21 Feb 2021

Israel Khan's Doubliethink

Israel Khan SC has been out in front recently calling for the death penalty to be implemented. Unfortunately, the learned gent has missed some fundamental issues. He has erred in his logic and his knowledge base needs updating. He digs in like an Alabama tick on his position of 28 years ago – indicating to me, that in nearly 3 decades his thinking has remained stagnant, in spite of gaining Senior Counsel (SC) status through years of legal experience.

What Mr Khan is suggesting– opposing Blackstone’s ratio – is that 999 people should be hanged, together with the 1 guilty person! (see statistics below). He is pandering to those emotionally charged and intellectually void for popularity votes/approval.

Catching the criminals.

Mr Khan must know of the hundreds of people missing and presumed dead in T&T. Those are counted by the population as homicides. No perpetrators have been found. The hangman’s noose swings empty and idle. And that is at the heart of Mr Khan’s mistake and he actually recognises part of the problem. He said “…Vicious, wicked, evil and deliberate murderers should be executed while others outside this category, if found guilty, should receive a term of imprisonment up to life.

The magic words are ‘if found guilty’. Mr Khan must know that in the finding of guilt, the criminal justice system must first find a person to prosecute and then be robust enough to navigate all technicalities in law, to deliver justice. The death penalty has to be finalised within 5 years. So says the Privy Council - the highest court for T&T.

Statistics

Success rates of detection currently lie below 6% according to the US’ CIA. Prosecution success, based upon well-known court statistics, is 1% of that 6%… In other words, 0.06%. To put it bluntly, TTPS’ ability to find evidence that actually stands up to vigorous scrutiny in a court of law is less than 0.1% of the crimes that are actually perpetrated on the public– all of this is floating in the public domain for years. Less than 1 in 1000!

Let that sink in!

Now, think about it some more.

No… You still have not thought about it enough.

Really concentrate on what those figures mean for the public and the citizens of Trinidad and Tobago – not the politicians; they have armed police escorts complete with blue lights and siren.

Mr Khan’s factual knowledge

Mr Khan very well knows of the hackneyed and insipid ability of the police in bringing cases to prosecution and getting the job done properly. He and his son Daniel Khan (former Inspector of Prisons), are aware of the woeful performance of the justice system which has hundreds of people on remand in prison awaiting trials, for donkey’s years (10 to 15 years seem normal by public account).

By contrast, another member of his Chambers, Mrs Ula Nathai-Lutchman had been out in front talking Human Rights for prisoners. She won a whole string of cases at the Appeal Court, which showed up flaws in the justice system. This is also in the public domain. Mr Khan knows about all that.

Failure of logic

Mr Khan submits that for an innocent man, “…It is better that he be executed than to incarcerate him for life; for that man knowing he is innocent would live a life of misery and may even wish that he were dead.” - and in the next breath, Khan states, “under our criminal justice system, it is one hundred times greater than a guilty person could be acquitted than an innocent person be convicted for murder.” The latter is a false comparison, devoid of the applications of the logic and must be confined to what is known as doublethink.

• **INFORMATION SUPPLIED**:
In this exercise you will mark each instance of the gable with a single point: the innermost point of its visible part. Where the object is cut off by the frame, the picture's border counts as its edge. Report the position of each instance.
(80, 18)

• **PROBLEM TO WORK ON**: In the article on Israel Khan, which court says that the death penalty has to be finalized within 5 years?

• **RESULT FOR THIS EXERCISE**: The Privy Council, the highest court for T&T.